◆ Input for this task ◆
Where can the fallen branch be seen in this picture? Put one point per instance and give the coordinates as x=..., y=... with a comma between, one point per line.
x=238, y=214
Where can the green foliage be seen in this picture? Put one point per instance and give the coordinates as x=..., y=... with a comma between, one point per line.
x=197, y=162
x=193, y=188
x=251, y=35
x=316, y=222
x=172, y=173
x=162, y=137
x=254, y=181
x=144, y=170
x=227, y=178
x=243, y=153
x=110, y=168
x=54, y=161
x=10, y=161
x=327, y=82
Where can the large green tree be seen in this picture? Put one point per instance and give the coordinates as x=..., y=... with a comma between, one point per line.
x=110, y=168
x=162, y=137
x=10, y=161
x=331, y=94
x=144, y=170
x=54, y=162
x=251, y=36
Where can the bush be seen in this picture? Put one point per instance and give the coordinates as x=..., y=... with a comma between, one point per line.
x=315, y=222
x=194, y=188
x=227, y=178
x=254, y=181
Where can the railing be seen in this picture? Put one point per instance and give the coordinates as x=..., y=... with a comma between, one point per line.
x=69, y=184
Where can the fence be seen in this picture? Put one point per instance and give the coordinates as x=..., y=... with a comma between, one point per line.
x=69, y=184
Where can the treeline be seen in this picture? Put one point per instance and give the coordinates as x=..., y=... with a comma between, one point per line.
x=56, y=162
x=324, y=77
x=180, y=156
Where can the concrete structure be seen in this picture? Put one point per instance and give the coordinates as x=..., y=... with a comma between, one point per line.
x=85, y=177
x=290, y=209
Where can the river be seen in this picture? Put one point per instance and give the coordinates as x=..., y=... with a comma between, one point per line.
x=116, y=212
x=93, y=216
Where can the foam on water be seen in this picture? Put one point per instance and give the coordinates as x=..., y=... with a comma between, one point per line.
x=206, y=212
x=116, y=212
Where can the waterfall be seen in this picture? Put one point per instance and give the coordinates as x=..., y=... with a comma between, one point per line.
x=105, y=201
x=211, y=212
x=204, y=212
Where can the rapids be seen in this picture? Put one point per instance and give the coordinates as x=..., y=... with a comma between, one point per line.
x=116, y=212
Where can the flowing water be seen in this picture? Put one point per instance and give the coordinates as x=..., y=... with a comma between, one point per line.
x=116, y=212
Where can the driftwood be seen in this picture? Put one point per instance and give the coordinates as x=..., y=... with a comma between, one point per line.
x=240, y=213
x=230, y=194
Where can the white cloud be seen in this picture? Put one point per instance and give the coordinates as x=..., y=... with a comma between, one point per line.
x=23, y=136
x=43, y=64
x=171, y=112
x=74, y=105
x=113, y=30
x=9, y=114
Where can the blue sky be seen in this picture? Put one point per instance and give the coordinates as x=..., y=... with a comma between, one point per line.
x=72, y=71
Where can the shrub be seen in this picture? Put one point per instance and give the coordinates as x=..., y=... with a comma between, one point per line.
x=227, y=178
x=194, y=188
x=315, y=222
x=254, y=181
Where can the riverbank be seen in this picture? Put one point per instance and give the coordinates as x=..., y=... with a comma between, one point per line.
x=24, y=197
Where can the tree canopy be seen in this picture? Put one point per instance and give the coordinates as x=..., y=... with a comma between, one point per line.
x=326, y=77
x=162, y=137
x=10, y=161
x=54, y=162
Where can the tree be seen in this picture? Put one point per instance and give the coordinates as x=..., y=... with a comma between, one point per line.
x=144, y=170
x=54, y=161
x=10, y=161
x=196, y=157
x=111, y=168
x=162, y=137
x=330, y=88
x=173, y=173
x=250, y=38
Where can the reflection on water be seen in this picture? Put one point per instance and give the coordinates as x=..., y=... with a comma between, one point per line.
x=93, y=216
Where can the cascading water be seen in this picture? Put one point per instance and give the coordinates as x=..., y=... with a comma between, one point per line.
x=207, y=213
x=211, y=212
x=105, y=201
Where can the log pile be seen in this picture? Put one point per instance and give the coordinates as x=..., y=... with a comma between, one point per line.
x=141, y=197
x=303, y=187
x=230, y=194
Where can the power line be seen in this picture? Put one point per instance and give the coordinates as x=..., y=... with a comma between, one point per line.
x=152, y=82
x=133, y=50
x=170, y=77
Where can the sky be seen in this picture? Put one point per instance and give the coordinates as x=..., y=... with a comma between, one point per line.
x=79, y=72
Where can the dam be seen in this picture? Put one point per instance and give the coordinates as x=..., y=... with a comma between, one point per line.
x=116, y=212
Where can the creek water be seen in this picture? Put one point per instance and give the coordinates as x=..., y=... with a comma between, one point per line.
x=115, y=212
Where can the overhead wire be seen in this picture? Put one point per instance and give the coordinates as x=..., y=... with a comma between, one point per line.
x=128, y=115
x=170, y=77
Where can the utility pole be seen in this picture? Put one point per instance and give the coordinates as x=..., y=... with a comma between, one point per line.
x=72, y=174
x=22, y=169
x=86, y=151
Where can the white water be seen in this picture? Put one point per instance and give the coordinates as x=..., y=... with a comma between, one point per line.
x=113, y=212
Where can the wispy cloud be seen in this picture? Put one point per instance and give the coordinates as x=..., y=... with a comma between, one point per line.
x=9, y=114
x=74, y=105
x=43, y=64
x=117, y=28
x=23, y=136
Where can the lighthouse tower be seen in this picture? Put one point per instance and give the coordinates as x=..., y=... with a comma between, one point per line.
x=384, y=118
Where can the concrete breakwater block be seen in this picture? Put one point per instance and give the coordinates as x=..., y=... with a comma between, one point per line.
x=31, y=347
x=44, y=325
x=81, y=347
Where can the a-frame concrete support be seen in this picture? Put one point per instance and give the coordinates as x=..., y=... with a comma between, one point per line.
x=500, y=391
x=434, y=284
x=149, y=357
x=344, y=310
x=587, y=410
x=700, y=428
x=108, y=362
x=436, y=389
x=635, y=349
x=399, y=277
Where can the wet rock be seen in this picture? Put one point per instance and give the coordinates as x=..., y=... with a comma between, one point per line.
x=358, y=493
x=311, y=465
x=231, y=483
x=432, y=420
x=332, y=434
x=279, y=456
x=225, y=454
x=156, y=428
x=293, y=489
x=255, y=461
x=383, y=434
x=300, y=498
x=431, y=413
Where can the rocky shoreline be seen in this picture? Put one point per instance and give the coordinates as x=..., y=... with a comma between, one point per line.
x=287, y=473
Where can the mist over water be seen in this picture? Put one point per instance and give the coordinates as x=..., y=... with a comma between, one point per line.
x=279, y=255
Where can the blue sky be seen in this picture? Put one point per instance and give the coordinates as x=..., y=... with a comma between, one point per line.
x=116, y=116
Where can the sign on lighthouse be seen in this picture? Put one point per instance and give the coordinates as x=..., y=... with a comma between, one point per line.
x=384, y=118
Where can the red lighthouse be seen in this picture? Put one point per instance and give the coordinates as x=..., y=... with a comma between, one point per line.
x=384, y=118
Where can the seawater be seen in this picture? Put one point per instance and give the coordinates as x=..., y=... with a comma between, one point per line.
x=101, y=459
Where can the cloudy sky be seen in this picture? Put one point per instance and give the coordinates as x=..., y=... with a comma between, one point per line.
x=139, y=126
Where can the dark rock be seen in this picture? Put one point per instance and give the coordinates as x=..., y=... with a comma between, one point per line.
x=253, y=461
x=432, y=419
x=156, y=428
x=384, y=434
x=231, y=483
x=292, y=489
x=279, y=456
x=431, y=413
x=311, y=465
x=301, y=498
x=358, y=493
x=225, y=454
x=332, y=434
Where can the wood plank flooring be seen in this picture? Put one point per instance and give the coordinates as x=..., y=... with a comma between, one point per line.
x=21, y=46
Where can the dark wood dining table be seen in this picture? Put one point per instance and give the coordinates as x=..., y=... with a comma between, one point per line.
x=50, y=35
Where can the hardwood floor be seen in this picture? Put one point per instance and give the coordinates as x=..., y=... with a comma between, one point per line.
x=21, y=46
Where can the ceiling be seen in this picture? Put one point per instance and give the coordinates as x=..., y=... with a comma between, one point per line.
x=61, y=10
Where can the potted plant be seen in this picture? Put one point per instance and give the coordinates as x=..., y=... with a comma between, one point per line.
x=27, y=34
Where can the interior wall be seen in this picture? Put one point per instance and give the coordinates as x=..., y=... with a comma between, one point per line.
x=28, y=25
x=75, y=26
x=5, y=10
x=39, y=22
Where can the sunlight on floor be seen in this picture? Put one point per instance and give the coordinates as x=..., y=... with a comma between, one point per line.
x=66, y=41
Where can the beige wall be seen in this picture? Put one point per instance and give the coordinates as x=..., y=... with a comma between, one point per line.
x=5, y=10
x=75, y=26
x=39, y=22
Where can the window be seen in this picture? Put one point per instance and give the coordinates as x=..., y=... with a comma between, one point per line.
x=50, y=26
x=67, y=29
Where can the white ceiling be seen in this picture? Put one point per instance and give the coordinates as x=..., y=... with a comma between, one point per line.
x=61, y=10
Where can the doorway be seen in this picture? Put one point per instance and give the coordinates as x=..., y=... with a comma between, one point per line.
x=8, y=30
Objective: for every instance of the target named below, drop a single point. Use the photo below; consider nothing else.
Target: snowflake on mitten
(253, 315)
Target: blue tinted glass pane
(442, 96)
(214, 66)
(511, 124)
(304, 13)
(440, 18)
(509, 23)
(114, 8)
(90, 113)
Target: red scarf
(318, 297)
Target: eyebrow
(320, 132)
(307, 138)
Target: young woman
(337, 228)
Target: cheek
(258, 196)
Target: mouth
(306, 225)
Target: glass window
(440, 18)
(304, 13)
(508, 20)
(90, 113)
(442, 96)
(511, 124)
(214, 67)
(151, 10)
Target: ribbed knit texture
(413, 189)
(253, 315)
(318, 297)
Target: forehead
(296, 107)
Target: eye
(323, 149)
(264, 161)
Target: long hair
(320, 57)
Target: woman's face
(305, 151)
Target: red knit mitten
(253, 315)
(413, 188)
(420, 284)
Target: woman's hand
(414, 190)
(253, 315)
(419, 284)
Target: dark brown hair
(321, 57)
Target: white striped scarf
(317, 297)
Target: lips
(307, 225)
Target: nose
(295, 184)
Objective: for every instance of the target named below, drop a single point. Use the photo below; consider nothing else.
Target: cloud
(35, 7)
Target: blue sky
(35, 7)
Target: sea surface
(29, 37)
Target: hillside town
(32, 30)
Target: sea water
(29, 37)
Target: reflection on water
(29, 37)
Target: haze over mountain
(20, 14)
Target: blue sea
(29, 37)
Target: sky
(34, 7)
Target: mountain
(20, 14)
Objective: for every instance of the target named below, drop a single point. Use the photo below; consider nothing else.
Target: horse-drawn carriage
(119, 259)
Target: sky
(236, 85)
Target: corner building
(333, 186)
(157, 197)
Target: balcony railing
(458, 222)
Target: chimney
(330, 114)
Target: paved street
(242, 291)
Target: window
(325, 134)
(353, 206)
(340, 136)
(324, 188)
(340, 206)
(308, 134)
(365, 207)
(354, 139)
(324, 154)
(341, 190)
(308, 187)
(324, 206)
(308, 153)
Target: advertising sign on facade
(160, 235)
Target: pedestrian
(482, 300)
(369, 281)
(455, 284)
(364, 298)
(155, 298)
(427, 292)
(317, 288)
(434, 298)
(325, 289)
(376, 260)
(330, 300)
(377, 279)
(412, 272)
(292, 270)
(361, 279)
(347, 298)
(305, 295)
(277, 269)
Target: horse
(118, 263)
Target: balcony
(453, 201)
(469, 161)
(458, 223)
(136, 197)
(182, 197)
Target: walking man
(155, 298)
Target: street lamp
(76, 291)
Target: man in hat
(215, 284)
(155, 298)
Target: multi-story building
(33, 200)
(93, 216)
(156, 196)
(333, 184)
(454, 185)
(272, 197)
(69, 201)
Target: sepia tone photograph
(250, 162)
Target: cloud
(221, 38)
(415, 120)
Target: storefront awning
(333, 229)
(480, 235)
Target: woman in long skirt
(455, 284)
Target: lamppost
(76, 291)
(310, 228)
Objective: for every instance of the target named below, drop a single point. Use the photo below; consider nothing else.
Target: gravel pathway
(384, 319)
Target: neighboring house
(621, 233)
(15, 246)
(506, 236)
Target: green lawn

◆ Task requirements ◆
Only the lines from the one containing "Target: gravel pathway" through the last line of the entries above should be copied, exactly as written.

◆ Written response ◆
Target: gravel pathway
(384, 319)
Target: neighboring house
(621, 233)
(15, 246)
(506, 236)
Target: green lawn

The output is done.